The task =>
Return the lines below exactly, starting with the line that contains "Where can the white cloud" and stopping after the last line.

Dataset entries =>
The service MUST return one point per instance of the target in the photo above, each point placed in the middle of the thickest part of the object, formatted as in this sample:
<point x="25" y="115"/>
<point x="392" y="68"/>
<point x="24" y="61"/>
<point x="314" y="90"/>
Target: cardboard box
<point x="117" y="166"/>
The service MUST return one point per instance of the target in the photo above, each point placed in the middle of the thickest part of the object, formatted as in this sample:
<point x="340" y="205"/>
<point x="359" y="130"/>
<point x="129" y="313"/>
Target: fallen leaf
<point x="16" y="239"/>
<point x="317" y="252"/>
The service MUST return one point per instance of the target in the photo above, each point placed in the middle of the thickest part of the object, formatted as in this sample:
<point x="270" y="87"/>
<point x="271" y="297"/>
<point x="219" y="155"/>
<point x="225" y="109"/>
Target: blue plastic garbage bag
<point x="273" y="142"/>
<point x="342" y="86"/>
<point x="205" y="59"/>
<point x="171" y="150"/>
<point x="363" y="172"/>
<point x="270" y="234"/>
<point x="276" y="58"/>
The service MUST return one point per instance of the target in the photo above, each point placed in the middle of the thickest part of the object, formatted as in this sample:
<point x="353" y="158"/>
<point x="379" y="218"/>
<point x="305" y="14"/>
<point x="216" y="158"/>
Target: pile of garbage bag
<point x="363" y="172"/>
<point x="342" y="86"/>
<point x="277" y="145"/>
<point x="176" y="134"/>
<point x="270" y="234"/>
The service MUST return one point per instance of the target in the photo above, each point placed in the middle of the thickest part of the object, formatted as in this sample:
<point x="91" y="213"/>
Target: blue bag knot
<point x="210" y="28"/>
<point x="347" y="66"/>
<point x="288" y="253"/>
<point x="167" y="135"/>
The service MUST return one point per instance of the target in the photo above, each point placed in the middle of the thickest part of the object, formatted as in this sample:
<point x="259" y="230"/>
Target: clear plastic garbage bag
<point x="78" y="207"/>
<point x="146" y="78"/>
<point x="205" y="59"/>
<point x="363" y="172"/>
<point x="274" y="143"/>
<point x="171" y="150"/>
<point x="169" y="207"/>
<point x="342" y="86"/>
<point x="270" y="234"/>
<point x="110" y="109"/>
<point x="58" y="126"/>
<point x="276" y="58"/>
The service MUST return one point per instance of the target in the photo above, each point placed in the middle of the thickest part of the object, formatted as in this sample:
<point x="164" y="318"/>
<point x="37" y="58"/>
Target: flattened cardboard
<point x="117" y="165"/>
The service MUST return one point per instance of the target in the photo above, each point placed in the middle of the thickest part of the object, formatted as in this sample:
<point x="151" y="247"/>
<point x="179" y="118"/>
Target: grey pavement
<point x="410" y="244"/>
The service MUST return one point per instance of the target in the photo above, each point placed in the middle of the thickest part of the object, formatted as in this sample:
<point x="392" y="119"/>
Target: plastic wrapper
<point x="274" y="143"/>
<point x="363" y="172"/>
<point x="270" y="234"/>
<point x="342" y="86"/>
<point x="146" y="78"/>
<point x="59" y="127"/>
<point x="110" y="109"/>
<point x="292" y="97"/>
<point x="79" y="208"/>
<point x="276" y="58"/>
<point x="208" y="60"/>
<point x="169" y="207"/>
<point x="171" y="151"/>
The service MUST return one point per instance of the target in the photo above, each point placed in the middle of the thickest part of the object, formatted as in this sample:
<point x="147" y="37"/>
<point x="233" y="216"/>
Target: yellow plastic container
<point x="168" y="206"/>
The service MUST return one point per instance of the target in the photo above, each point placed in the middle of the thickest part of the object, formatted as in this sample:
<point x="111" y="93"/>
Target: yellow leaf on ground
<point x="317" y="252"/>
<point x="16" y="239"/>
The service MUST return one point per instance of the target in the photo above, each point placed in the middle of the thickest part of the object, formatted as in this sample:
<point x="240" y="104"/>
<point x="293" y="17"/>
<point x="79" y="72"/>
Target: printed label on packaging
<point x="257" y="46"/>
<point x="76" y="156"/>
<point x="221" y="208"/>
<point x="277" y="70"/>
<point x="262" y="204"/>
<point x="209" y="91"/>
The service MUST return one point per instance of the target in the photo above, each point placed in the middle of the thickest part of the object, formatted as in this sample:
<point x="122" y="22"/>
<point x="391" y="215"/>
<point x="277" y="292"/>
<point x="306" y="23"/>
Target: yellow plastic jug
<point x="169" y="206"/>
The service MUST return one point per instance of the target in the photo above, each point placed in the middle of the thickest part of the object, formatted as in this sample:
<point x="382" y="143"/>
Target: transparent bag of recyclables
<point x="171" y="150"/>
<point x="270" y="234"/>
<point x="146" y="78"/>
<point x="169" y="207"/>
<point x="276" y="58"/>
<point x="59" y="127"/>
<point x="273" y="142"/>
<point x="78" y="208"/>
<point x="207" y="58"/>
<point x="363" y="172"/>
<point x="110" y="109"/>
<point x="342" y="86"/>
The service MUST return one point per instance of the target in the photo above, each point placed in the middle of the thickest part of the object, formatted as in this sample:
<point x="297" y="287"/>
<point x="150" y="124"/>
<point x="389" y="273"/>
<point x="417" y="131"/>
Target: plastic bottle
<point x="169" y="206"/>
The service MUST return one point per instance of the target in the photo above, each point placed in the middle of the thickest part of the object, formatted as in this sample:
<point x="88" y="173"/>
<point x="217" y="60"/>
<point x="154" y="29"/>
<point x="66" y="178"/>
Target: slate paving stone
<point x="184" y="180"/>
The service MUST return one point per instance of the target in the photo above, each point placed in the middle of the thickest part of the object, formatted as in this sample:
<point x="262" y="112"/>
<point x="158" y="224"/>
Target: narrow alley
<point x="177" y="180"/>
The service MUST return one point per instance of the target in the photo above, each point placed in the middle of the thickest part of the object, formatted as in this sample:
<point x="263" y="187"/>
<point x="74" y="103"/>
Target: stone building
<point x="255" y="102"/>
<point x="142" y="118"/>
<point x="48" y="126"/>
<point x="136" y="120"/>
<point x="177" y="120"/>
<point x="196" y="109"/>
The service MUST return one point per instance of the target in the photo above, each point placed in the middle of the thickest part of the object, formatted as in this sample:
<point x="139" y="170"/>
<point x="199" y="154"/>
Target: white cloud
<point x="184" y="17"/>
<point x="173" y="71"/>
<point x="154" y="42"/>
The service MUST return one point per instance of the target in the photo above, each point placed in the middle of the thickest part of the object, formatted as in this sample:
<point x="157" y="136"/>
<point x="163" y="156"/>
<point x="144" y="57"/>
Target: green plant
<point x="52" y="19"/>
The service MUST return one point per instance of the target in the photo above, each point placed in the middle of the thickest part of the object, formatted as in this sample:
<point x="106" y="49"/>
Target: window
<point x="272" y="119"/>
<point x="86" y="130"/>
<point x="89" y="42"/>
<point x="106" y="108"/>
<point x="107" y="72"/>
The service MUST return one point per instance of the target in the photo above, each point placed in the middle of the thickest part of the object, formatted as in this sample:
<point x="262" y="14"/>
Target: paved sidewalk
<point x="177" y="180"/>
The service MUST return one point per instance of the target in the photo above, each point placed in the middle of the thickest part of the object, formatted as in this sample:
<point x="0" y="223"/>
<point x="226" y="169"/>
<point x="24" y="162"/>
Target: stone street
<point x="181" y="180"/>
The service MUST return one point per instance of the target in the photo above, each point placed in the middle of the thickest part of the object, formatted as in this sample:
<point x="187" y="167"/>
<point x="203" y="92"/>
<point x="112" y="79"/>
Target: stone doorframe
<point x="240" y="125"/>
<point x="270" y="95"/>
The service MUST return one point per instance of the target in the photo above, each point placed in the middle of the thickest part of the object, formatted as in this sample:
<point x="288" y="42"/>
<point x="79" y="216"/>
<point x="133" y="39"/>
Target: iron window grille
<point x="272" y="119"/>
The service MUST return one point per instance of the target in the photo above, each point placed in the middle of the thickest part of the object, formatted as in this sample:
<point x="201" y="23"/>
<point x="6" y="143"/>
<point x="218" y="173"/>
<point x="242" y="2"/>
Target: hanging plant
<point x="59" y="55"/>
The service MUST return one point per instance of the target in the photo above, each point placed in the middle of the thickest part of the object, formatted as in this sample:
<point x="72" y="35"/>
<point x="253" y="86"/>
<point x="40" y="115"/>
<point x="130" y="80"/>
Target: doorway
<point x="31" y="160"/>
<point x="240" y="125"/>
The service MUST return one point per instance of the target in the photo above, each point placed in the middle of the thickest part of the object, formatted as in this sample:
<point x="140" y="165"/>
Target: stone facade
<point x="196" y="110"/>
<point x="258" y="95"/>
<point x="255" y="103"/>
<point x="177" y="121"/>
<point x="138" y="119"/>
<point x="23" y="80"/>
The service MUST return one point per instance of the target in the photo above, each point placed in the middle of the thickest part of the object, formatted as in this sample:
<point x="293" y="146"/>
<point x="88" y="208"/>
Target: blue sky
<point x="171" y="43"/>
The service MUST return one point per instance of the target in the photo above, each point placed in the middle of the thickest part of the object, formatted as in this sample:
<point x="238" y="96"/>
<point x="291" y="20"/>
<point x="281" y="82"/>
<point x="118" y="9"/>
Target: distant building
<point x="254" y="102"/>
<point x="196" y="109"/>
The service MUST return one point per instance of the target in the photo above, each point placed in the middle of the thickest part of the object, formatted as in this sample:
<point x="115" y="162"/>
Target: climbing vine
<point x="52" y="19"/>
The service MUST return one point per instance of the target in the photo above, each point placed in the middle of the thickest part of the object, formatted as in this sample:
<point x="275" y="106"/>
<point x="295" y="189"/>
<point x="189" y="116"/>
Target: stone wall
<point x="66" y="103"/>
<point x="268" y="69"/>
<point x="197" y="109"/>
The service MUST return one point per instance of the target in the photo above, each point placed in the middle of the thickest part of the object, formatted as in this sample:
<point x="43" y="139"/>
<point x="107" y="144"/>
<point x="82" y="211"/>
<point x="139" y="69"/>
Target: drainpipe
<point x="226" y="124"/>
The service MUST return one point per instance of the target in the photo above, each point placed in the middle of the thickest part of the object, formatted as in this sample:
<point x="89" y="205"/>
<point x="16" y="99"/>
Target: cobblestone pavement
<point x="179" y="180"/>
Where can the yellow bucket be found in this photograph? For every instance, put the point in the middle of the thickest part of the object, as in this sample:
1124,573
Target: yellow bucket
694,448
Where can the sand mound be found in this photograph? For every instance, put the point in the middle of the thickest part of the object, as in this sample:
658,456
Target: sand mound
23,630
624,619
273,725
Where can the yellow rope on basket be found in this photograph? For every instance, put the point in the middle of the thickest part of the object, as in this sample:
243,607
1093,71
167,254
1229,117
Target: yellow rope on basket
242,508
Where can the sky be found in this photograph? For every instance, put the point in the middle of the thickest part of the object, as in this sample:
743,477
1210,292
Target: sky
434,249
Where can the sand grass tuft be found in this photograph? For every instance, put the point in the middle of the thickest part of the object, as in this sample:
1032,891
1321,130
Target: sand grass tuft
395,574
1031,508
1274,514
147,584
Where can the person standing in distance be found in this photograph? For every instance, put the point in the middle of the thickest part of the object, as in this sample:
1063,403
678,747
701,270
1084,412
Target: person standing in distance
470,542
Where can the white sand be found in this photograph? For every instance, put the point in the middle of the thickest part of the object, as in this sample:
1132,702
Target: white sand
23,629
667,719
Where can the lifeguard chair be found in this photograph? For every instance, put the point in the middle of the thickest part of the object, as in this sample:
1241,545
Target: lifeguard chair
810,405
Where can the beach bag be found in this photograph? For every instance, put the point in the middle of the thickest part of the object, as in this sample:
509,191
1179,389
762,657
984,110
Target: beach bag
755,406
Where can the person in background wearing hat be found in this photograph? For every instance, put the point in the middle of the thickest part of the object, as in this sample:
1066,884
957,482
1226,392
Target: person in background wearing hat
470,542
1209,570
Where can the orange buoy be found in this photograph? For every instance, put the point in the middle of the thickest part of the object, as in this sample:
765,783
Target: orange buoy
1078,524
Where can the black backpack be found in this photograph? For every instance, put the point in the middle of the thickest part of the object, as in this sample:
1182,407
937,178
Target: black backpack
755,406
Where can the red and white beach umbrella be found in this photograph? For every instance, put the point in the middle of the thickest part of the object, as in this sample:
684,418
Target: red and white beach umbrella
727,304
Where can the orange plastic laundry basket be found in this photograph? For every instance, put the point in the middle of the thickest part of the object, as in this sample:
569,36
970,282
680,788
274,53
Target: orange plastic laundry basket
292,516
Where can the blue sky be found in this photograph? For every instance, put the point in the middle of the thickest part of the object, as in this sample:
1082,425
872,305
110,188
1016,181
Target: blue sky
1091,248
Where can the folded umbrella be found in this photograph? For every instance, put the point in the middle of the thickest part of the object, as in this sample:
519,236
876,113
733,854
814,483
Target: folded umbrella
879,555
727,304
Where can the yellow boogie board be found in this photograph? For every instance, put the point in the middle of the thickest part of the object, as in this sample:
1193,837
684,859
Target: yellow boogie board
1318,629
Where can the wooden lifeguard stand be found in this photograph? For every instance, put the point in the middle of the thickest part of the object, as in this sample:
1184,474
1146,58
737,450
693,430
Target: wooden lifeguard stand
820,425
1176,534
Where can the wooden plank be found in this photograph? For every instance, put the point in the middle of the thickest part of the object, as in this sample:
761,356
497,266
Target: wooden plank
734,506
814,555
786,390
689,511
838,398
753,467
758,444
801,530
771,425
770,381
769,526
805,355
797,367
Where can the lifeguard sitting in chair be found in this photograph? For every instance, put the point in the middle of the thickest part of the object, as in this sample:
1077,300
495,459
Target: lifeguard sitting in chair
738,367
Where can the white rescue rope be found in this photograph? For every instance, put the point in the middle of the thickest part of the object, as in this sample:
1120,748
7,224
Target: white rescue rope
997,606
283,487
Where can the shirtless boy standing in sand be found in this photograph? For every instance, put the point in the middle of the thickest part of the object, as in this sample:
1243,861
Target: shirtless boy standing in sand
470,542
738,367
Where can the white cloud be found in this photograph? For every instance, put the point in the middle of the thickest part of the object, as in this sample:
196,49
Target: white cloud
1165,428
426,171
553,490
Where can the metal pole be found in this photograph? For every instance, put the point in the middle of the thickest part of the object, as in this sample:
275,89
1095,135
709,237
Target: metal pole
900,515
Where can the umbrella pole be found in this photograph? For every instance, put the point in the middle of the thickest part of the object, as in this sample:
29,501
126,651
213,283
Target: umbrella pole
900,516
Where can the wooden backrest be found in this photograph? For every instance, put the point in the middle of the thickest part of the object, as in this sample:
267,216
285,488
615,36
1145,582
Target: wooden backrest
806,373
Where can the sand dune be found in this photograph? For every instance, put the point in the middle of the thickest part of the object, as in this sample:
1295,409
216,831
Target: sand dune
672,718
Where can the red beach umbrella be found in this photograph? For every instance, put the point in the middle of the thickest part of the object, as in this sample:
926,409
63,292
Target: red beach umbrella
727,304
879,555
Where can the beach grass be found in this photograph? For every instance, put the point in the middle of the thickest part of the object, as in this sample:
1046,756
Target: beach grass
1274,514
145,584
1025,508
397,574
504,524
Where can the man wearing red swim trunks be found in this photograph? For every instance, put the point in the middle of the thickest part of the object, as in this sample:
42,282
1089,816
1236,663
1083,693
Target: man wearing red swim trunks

Full answer =>
Where can the white cloud be found in this photograph? For every instance, put the point in the middle of the thickest part of the object, as in this sample:
196,49
Target: white cloud
1165,428
426,171
553,490
Where can the metal pole be found in this photograph? For every instance, put the point in the middle of the thickest part of the object, as in this sample:
275,89
1095,135
709,237
Target: metal pole
900,515
Where can the umbrella pole be found in this photograph? For every instance, put the point in the middle of the thickest part of the object, as in this sample:
29,501
126,651
213,283
Target: umbrella pole
900,516
Where can the wooden backrest be found in this photograph? For every instance, put the point in the middle of the thickest part of the object, as in this sample:
267,216
285,488
615,36
1145,582
Target: wooden backrest
806,373
Where can the sand dune be found in this photograph? For every instance, put the point in the middle of the thickest part of the object, as in this sample:
1295,409
216,831
Target: sand dune
672,718
Where can the red beach umbrella be found in this photograph? For every instance, put the point in the middle of the thickest part of the object, as in this sample:
926,409
63,292
Target: red beach umbrella
727,304
879,555
Where can the beach grass be found in this photograph? For every instance, put the point in the middle of the thickest part of the object, as in this sample:
1046,756
Target: beach grass
1274,514
145,584
1025,508
397,574
504,524
Where can the man wearing red swim trunks be found in this photograph? For every instance, put the point in the middle of the thickest part of the object, as in this sample:
42,282
1089,816
1236,663
1083,693
Target: man wearing red swim trunks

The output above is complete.